### Task directions
Write the records out again, keeping each line exactly as it is.

[Object location annotation data]
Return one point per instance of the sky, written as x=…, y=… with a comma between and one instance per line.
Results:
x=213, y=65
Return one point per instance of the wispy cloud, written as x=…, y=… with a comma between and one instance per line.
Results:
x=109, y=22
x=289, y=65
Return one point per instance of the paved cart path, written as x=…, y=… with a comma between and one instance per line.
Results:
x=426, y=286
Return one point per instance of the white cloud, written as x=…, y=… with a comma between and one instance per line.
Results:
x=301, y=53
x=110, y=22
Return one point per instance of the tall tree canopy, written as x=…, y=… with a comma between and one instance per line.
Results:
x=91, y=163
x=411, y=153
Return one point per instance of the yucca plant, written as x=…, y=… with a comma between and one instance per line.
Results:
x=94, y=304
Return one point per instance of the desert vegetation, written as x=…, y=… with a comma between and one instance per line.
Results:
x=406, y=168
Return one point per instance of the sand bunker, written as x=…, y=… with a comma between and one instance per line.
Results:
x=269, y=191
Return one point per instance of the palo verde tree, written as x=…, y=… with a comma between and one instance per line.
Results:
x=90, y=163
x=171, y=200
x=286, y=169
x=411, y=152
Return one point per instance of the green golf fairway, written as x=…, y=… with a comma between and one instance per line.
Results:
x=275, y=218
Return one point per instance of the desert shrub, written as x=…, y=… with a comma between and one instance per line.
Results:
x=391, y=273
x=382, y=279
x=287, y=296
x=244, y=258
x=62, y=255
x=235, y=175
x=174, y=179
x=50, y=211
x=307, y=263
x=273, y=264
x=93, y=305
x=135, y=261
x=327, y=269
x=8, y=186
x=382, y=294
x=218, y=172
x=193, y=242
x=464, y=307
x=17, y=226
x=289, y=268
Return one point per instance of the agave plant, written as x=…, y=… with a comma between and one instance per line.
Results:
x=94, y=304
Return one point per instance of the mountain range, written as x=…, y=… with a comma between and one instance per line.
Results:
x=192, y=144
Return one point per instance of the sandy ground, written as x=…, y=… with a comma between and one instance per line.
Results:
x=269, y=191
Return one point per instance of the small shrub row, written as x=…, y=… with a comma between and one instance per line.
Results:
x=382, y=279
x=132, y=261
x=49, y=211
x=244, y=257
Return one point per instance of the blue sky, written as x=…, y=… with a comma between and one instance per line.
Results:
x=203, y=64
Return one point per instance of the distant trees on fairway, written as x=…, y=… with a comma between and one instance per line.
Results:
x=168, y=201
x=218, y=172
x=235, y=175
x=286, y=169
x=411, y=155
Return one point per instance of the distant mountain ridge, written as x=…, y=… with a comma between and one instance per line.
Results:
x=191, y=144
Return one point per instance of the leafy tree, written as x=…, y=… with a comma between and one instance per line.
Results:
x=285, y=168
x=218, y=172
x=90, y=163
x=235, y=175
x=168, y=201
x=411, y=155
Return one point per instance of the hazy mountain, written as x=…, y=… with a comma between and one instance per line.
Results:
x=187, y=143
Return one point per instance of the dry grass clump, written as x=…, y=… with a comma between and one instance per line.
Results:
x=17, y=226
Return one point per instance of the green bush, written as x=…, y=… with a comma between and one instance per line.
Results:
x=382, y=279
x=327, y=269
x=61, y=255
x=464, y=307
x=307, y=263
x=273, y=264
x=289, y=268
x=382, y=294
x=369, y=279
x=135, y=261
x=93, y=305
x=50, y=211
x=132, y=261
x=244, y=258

### The output
Return one point per instance of the sky, written as x=…, y=… with a comma between and one instance per line.
Results:
x=213, y=65
Return one point per instance of the wispy cloud, written as x=…, y=… with a comma between and one instance per line.
Results:
x=109, y=22
x=289, y=65
Return one point per instance of the paved cart path, written as x=…, y=… with a comma between and one instance per line.
Results:
x=426, y=286
Return one point per instance of the white cloud, written as x=…, y=… with a comma between and one instance per line.
Results:
x=301, y=53
x=110, y=22
Return one point per instance of the tall tree canopy, written as x=…, y=… with a comma between and one instance per line.
Results:
x=91, y=163
x=411, y=153
Return one point per instance of the yucca plant, written as x=…, y=… with a comma between and one instance per line.
Results:
x=94, y=304
Return one point per instance of the desert vegetation, written as x=…, y=… with a comma between and one instance per line.
Results:
x=406, y=168
Return one point per instance of the sand bunker, written as x=…, y=… with a comma between and one instance per line.
Results:
x=269, y=191
Return one point per instance of the palo verde tree, written as x=…, y=… with a comma between and one instance per line.
Results:
x=90, y=163
x=171, y=200
x=286, y=169
x=411, y=152
Return one point per instance of the green golf fairway, written as x=…, y=… with a comma between and one instance per line.
Results:
x=275, y=218
Return one point per instance of the desert shrub, written as x=…, y=… with a comma between and one instance per line.
Results:
x=391, y=273
x=382, y=279
x=287, y=296
x=244, y=258
x=62, y=255
x=235, y=175
x=174, y=179
x=50, y=211
x=307, y=263
x=273, y=264
x=93, y=305
x=135, y=261
x=327, y=269
x=8, y=186
x=382, y=294
x=218, y=172
x=193, y=242
x=464, y=307
x=17, y=226
x=289, y=268
Return one point per instance of the agave plant, written as x=…, y=… with a comma between and one instance per line.
Results:
x=94, y=304
Return one point per instance of the mountain range, written as x=…, y=… with a comma between and one instance per line.
Results:
x=192, y=144
Return one point per instance of the sandy ground, written as x=…, y=… with a comma between and one instance per line.
Results:
x=269, y=191
Return one point per instance of the small shrub row, written as x=…, y=… with a comma between and one instance per line.
Results:
x=382, y=279
x=132, y=261
x=49, y=211
x=244, y=257
Return one point per instance of the blue sky, written as x=…, y=… with a comma between and one instance per line.
Results:
x=203, y=64
Return one point per instance of the distant trees on fairway, written as x=…, y=… with a comma between and one instance per line.
Results:
x=168, y=201
x=218, y=172
x=235, y=175
x=286, y=169
x=411, y=155
Return one point per instance of the distant mountain ridge, written as x=…, y=… with a comma between and one instance per line.
Results:
x=191, y=144
Return one point per instance of the leafy tree, written as x=…, y=… with a comma between and one instance per line.
Results:
x=285, y=168
x=218, y=172
x=90, y=163
x=235, y=175
x=168, y=201
x=411, y=155
Return one point per instance of the hazy mountain, written as x=…, y=… with a comma between and one instance per line.
Results:
x=187, y=143
Return one point per instance of the dry grass clump, written as x=…, y=… with a comma between and one instance per line.
Results:
x=17, y=226
Return one point per instance of the green bush, written as x=…, y=… with a comma between and one instance per line.
Results:
x=382, y=279
x=327, y=269
x=61, y=255
x=464, y=307
x=307, y=263
x=273, y=264
x=289, y=268
x=382, y=294
x=369, y=279
x=135, y=261
x=93, y=305
x=50, y=211
x=132, y=261
x=244, y=258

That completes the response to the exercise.